REQUIRED TASKS:
(A) In the passage on convolution as diffusion, what kind of function is the propagator said to be?
(B) Translate this sentence from the passage on convolution as diffusion into Spanish: "We can apply a normalization that turns the convolution kernel into a probability density function."

TEXT SEGMENT:
────────────────────
It turns out, this is exactly one part of the convolution for the diffusion equation solution: One part is simply the initial concentrations of a certain fluid in a certain area — or in image terms — the initial image with its initial pixel intensities. To complete the interpretation of convolution as a diffusion process we need to interpret the second part of the solution to the diffusion equation: The propagator.
Interpreting the propagator
The propagator is a probability density function, which denotes into which direction fluid particles diffuse over time. The problem here is that we do not have a probability function in deep learning, but a convolution kernel — how can we unify these concepts?
We can apply a normalization that turns the convolution kernel into a probability density function. This is just like computing the softmax for output values in a classification tasks. Here the softmax normalization for the edge detector kernel from the first example above.
Now we have a full interpretation of convolution on images in terms of diffusion. We can imagine the operation of convolution as a two part diffusion process: Firstly, there is strong diffusion where pixel intensities change (from black to white, or from yellow to blue, etc.) and secondly, the diffusion process in an area is regulated by the probability distribution of the convolution kernel. That means that each pixel in the kernel area, diffuses into another position within the kernel according to the kernel probability density.
For the edge detector above almost all information in the surrounding area will concentrate in a single space (this is unnatural for diffusion in fluids, but this interpretation is mathematically correct). For example all pixels that are under the 0.0001 values, will very likely flow into the center pixel and accumulate there. The final concentration will be largest where the largest differences between neighboring pixels are, because here the diffusion process is most marked. In turn, the greatest differences in neighboring pixels is there, where the edges between different objects are, so this explains why the kernel above is an edge detector.
So there we have it: Convolution as diffusion of information. We can apply this interpretation directly on other kernels. Sometimes we have to apply a softmax normalization for interpretation, but generally the numbers in itself say a lot about what will happen. Take the following kernel for example. Can you now interpret what that kernel is doing? Click here to find the solution (there is a link back to this position).
Wait, there is something fishy here
How come that we have deterministic behavior if we have a convolution kernel with probabilities? We have to interpret that single particles diffuse according to the probability distribution of the kernel, according to the propagator, don’t we?
Yes, this is indeed true. However, if you take a tiny piece of fluid, say a tiny drop of water, you still have millions of water molecules in that tiny drop of water, and while a single molecule behaves stochastically according to the probability distribution of the propagator, a whole bunch of molecules have quasi deterministic behavior —this is an important interpretation from statistical mechanics and thus also for diffusion in fluid mechanics. We can interpret the probabilities of the propagator as the average distribution of information or pixel intensities; Thus our interpretation is correct from a viewpoint of fluid mechanics. However, there is also a valid stochastic interpretation for convolution.
────────────────────
SOURCE EXCERPT:
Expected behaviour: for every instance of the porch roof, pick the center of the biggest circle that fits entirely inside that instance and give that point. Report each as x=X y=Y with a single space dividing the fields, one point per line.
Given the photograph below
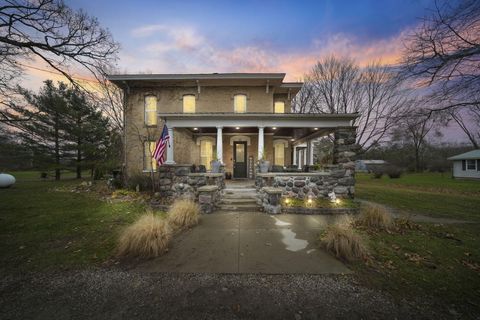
────────────────────
TASK SOLUTIONS:
(A) A probability density function.

(B) Podemos aplicar una normalización que convierte el kernel de convolución en una función de densidad de probabilidad.